:: Source material ::

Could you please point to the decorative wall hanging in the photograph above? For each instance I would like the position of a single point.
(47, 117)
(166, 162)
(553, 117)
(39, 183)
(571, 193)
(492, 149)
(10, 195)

:: Work instructions ::
Please set down each of the entries above exactly as given.

:: Response area ::
Could you please point to the decorative wall hanging in the photograph above? For each instance I would like the position of a single point.
(47, 117)
(166, 162)
(553, 117)
(39, 183)
(571, 193)
(492, 149)
(10, 195)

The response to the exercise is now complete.